▸ **Listed records**
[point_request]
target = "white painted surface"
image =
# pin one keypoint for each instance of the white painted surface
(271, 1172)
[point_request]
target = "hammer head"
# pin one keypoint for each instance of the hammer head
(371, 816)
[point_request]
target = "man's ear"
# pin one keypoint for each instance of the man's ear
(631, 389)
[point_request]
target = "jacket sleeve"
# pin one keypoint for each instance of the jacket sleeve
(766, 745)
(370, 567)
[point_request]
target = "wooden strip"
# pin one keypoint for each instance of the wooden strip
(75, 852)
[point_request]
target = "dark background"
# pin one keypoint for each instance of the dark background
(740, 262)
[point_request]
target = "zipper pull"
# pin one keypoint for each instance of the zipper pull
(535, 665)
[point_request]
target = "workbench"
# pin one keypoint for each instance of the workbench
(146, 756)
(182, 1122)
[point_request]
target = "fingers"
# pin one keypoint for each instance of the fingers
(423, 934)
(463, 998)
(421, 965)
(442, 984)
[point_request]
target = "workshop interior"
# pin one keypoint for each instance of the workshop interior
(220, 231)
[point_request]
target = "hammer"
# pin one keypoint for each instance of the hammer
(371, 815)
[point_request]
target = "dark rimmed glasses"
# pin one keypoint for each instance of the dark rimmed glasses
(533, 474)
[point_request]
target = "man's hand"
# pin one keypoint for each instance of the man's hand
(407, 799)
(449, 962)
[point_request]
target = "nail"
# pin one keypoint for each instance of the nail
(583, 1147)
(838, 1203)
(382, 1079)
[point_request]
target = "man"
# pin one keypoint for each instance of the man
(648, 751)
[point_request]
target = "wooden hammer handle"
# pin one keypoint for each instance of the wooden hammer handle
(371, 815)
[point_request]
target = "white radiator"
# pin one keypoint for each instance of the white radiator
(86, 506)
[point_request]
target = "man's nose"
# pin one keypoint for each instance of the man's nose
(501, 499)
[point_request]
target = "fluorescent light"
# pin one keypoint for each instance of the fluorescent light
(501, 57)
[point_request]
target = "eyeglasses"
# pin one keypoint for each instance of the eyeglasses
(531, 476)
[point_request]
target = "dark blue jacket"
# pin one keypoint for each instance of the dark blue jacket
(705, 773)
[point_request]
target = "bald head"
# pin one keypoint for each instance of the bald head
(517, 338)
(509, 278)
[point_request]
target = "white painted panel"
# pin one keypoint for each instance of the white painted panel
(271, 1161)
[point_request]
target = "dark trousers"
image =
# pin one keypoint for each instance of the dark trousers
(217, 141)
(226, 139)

▸ **Problem details**
Reproduce the records above exactly.

▸ **Solved problem**
[point_request]
target = "white painted surface"
image =
# pin one keypoint for each instance of the white painted surface
(271, 1172)
[point_request]
target = "hammer head"
# pin one keypoint for each instance of the hammer head
(371, 816)
[point_request]
target = "man's ear"
# pin one keypoint for each instance of the man's ear
(631, 389)
[point_request]
target = "jacket sleeve"
# pin one keypoint for each instance of the jacket sleeve
(766, 745)
(370, 567)
[point_request]
target = "wooden strip"
# pin one keypoint for each instance of the wooden strip
(75, 852)
[point_request]
target = "dark background"
# pin one keypoint for each instance of the dark background
(740, 262)
[point_request]
target = "zipper pull"
# pin one keypoint for each instance of the zipper pull
(535, 665)
[point_request]
target = "workbench"
# pin one keypoint for each instance of the workbench
(146, 756)
(182, 1122)
[point_request]
target = "fingers"
# pin one keypoint for each instance of the fingers
(423, 934)
(463, 998)
(421, 965)
(442, 984)
[point_request]
target = "workshop interior"
# pin one keypoint for each instance of the workshop interior
(220, 231)
[point_request]
target = "hammer"
# pin one keypoint for each instance of the hammer
(371, 815)
[point_request]
target = "dark rimmed glasses"
# pin one keypoint for each instance of the dark rimmed glasses
(533, 474)
[point_request]
target = "man's hand"
# pin one keypoint for each instance of the man's hand
(407, 799)
(449, 962)
[point_request]
target = "nail"
# pin one keypoint for each instance of the nail
(583, 1147)
(838, 1203)
(382, 1079)
[point_request]
target = "man"
# pin one keypoint for each instance of the man
(648, 751)
[point_request]
target = "wooden hammer handle"
# pin one keypoint for each instance of the wooden hammer handle
(371, 815)
[point_request]
target = "white radiator"
# pin one keypoint for each instance of the white radiator
(86, 506)
[point_request]
target = "man's nose"
# pin one keypoint for each instance of the man's nose
(501, 499)
[point_request]
target = "fluorescent light"
# pin one keypoint for each instance of the fluorescent light
(501, 57)
[point_request]
target = "eyeglasses"
# pin one keypoint for each instance of the eyeglasses
(531, 476)
[point_request]
target = "dark blue jacket"
# pin one keypoint for each instance of the dark blue jacket
(705, 773)
[point_request]
target = "bald head"
# pin one keypoint for each instance of the bald head
(517, 338)
(509, 278)
[point_request]
target = "white painted panel"
# pin one keypoint for each instance of the white painted panel
(271, 1161)
[point_request]
target = "dark trousers"
image =
# pin one keypoint for each instance of the dark trousers
(217, 141)
(226, 139)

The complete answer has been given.